— start of THE DATA —

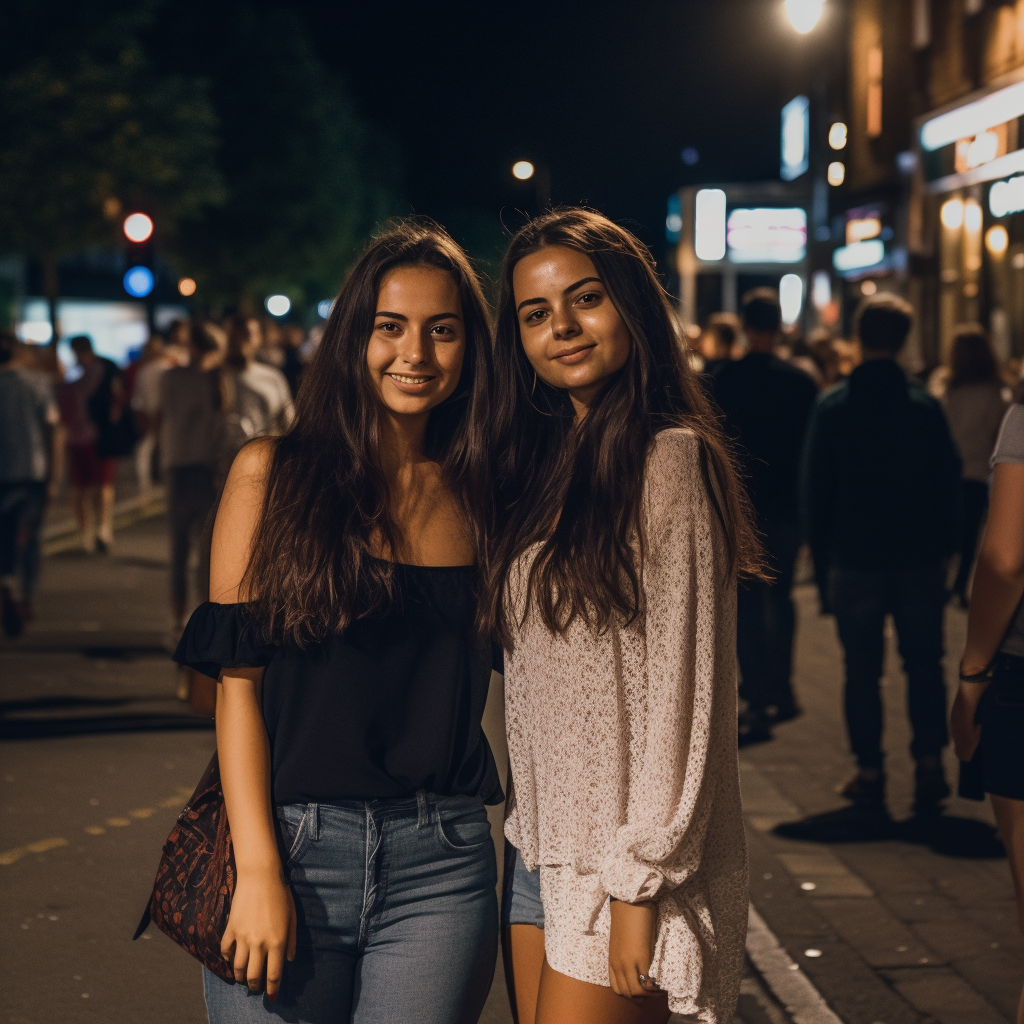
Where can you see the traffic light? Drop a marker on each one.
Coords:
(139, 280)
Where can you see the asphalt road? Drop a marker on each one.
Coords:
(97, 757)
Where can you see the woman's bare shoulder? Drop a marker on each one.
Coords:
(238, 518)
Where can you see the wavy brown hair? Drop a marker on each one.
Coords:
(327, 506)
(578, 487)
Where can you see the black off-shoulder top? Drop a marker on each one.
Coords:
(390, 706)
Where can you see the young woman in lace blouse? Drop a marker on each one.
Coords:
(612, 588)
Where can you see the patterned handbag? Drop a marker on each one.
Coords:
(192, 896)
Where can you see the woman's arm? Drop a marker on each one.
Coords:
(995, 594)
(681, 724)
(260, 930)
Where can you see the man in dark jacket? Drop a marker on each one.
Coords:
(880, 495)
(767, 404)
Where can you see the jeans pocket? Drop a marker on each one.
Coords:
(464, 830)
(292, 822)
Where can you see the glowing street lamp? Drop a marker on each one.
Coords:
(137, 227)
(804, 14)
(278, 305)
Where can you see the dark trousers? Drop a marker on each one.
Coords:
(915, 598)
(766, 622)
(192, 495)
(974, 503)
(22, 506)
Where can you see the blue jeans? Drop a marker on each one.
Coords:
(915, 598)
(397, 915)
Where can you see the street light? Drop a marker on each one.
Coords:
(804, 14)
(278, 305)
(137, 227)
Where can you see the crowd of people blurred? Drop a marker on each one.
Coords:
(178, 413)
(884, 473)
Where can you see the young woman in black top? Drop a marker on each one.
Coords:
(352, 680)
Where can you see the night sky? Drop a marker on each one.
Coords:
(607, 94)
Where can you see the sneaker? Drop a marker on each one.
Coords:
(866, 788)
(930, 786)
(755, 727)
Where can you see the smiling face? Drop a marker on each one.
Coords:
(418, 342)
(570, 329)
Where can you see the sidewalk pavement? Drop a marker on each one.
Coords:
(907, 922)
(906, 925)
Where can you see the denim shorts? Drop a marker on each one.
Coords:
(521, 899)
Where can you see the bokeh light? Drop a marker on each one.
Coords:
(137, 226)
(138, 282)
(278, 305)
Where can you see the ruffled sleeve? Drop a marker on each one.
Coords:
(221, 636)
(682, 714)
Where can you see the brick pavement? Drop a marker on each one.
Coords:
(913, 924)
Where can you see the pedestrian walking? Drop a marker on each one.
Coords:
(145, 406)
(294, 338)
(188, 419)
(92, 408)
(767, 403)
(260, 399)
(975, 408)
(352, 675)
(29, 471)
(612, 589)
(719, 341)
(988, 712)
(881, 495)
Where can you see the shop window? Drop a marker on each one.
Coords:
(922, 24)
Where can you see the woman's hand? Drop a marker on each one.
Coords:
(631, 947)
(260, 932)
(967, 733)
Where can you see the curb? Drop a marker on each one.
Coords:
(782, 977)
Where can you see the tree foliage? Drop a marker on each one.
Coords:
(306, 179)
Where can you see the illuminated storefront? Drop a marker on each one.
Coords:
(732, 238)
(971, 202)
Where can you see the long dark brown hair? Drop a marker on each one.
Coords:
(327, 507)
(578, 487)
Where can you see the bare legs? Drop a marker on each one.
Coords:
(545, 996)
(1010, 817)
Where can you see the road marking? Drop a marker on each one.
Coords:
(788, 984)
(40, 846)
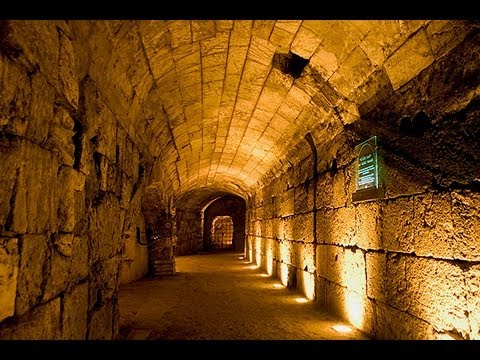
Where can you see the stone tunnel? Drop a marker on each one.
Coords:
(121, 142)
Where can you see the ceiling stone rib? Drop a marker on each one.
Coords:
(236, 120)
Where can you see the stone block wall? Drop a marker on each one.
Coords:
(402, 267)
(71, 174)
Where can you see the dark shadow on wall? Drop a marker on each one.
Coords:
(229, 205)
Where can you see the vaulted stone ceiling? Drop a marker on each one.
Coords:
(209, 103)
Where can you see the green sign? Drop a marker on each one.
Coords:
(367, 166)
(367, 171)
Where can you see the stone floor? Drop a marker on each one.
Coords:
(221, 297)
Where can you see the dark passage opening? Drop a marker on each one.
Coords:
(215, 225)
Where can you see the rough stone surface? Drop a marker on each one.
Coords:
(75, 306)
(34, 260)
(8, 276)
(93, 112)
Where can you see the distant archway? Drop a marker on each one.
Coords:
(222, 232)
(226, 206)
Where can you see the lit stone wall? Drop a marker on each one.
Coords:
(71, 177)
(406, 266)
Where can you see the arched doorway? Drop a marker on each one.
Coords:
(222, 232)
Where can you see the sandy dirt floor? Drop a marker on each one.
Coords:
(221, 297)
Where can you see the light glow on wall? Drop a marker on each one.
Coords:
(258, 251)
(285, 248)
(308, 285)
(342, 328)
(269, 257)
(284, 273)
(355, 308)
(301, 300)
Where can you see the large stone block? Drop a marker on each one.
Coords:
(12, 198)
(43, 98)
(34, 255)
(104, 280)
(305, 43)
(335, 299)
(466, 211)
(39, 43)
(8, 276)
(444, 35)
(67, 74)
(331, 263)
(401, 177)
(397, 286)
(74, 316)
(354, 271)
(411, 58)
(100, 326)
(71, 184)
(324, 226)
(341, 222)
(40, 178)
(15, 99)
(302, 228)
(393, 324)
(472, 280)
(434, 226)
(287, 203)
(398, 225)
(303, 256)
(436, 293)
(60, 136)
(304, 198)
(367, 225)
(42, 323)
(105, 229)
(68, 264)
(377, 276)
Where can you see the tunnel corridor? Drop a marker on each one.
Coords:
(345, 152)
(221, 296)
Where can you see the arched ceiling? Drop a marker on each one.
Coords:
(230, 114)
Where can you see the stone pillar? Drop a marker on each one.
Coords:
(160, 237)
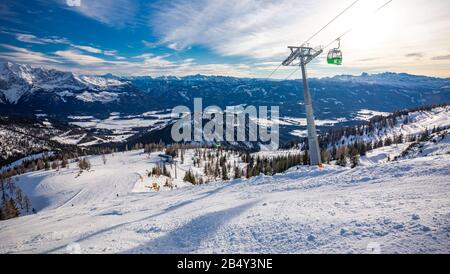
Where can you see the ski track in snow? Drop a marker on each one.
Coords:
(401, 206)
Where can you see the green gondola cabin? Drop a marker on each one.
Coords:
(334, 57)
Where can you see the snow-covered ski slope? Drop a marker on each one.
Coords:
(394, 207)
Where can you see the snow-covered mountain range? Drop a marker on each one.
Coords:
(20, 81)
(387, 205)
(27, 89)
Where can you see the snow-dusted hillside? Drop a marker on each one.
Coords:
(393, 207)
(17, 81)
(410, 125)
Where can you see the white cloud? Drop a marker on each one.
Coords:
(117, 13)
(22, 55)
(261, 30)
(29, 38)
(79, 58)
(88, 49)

— end of THE DATA —

▸ **TASK DESCRIPTION**
Return the material exactly as given, apart from the pictures.

▸ **RESULT**
Where can you see the traffic light? Drop a marker on each one.
Coords:
(139, 280)
Where can you see the asphalt road? Drop a marker on each one.
Coords:
(97, 757)
Where can you see the woman's bare shoulder? Drop a marker on each one.
Coords:
(238, 518)
Where can you see the wavy brown hair? Drop a marker on each one.
Coords:
(327, 506)
(578, 487)
Where can you see the black off-shoulder top? Drop a marker on each one.
Coords:
(390, 706)
Where can you see the young woman in lace blouse? Drop a marker on each one.
Coords:
(612, 588)
Where can you see the patterned handbag? Drop a marker on each one.
Coords:
(192, 896)
Where can you see the woman's arm? Drop a marker on each one.
Coords:
(995, 594)
(681, 724)
(260, 930)
Where can you see the man in dark jacket? Drop a marker on each one.
Coords:
(880, 495)
(767, 404)
Where can you see the jeans pocket? Drop a marker on each one.
Coords:
(464, 830)
(292, 822)
Where can you see the glowing street lamp? Drop a marker on each one.
Coords:
(137, 227)
(804, 14)
(278, 305)
Where can you see the dark trousers? Drop a marker on each one.
Coords:
(915, 598)
(766, 622)
(192, 495)
(974, 503)
(22, 506)
Where can you see the blue jeans? Drop a marker on each one.
Coords:
(915, 598)
(397, 915)
Where can you see the street light? Drop a marker on each one.
Coords:
(804, 14)
(278, 305)
(137, 227)
Where can you see the crowd of people blurred? Drop a marker on each one.
Coords:
(178, 413)
(884, 473)
Where can you see the young woman in black top? Drop a marker on each one.
Coords:
(352, 680)
Where can you see the night sky? Drop a marker on each one.
Coords:
(607, 94)
Where can you see the sneaker? Drop a marker on each one.
Coords:
(866, 788)
(930, 786)
(755, 727)
Where can you see the smiling face? Drop a marker on each one.
Coords:
(418, 342)
(570, 329)
Where can you see the sidewalk pavement? Drop a marker on each one.
Coords:
(907, 922)
(906, 925)
Where can you see the denim shorts? Drop a marker on each one.
Coords:
(521, 899)
Where can you see the bokeh light? Drop a marker on each one.
Coords:
(137, 226)
(138, 282)
(278, 305)
Where can you see the ruffled sleeve? Drop a marker on each one.
Coords:
(221, 636)
(682, 714)
Where can you see the brick pavement? Drop a marker on each one.
Coords:
(913, 924)
Where can you see the pedestrian walking? Drop a marker on each one.
Coords:
(145, 406)
(294, 338)
(188, 419)
(92, 408)
(767, 403)
(260, 399)
(975, 408)
(352, 675)
(29, 471)
(612, 589)
(719, 341)
(988, 712)
(881, 495)
Where can you see the shop window? Drop a marker on each one.
Coords:
(922, 24)
Where can you see the woman's hand? Drop a marker on each one.
Coords:
(631, 947)
(260, 932)
(967, 733)
Where can you see the curb? Drop a marker on each one.
Coords:
(782, 977)
Where can you see the tree foliage? Drop a marker on each one.
Coords:
(306, 179)
Where can you see the illuminated storefront? Drop a marker on each one.
Coords:
(732, 238)
(971, 202)
Where can you see the long dark brown hair? Drop a marker on each one.
Coords:
(327, 507)
(578, 487)
Where can you see the bare legs? Drop a marker on each one.
Coords:
(545, 996)
(1010, 817)
Where can you see the road marking? Drop a marker on each one.
Coords:
(788, 984)
(40, 846)
Where can you see the stone tunnel? Drop a marker on each one.
Coords:
(121, 142)
Where can you see the ceiling stone rib? Drop a marker on each one.
Coords:
(236, 120)
Where can you see the stone block wall? Drop a marker on each one.
Coords:
(402, 267)
(71, 174)
Where can you see the dark shadow on wall? Drop a marker on each one.
Coords:
(229, 205)
Where can you see the vaulted stone ceiling? Drop a marker on each one.
Coords:
(209, 103)
Where can you see the green sign? Drop a marker on each one.
Coords:
(367, 166)
(367, 171)
Where can you see the stone floor? Drop a marker on each one.
Coords:
(221, 297)
Where can you see the dark passage opening? Drop a marker on each one.
Coords:
(215, 225)
Where can you see the rough stone surface? Drop a marker on each one.
Coords:
(75, 306)
(34, 260)
(8, 276)
(93, 112)
Where can you see the distant archway? Drop a marker on each one.
Coords:
(222, 232)
(226, 206)
Where can you see the lit stone wall? Drop a marker on each one.
Coords:
(71, 177)
(406, 266)
Where can you see the arched doorway? Drop a marker on each one.
Coords:
(222, 232)
Where can you see the sandy dirt floor? Drop a marker on each one.
Coords:
(221, 297)
Where can you see the light glow on wall? Drop a marker on each one.
Coords:
(258, 251)
(285, 248)
(308, 285)
(342, 328)
(269, 257)
(284, 273)
(355, 308)
(301, 300)
Where can you see the large stone block? Drop a marker on each one.
Coords:
(12, 198)
(43, 98)
(34, 255)
(104, 280)
(305, 43)
(335, 299)
(466, 211)
(39, 43)
(8, 276)
(444, 35)
(67, 74)
(331, 263)
(401, 177)
(397, 286)
(74, 316)
(354, 271)
(411, 58)
(100, 326)
(71, 184)
(324, 226)
(341, 222)
(40, 178)
(15, 99)
(302, 228)
(393, 324)
(472, 280)
(434, 226)
(287, 203)
(398, 225)
(303, 256)
(436, 293)
(60, 136)
(304, 198)
(367, 225)
(42, 323)
(105, 229)
(68, 264)
(377, 276)
Where can you see the tunnel corridor? Drop a marker on each one.
Coords:
(345, 152)
(221, 296)
Where can you see the arched ceiling? Drop a marker on each one.
Coords:
(230, 114)
Where can you see the stone pillar? Drop a marker on each one.
Coords:
(160, 237)
Where can you see the ski track in snow? Drop a marker on each one.
Coords:
(401, 206)
Where can you see the green gondola cabin? Drop a marker on each one.
Coords:
(334, 57)
Where can you see the snow-covered ski slope? Drop a marker on each one.
Coords:
(394, 207)
Where can you see the snow-covered mountain range? Drop a marker on each one.
Coords:
(20, 81)
(387, 205)
(27, 89)
Where can you see the snow-dusted hillside? Drop a marker on each one.
Coords:
(393, 207)
(17, 81)
(410, 125)
Where can you see the white cloud? Drop a marker on each one.
Coords:
(117, 13)
(22, 55)
(261, 30)
(29, 38)
(79, 58)
(88, 49)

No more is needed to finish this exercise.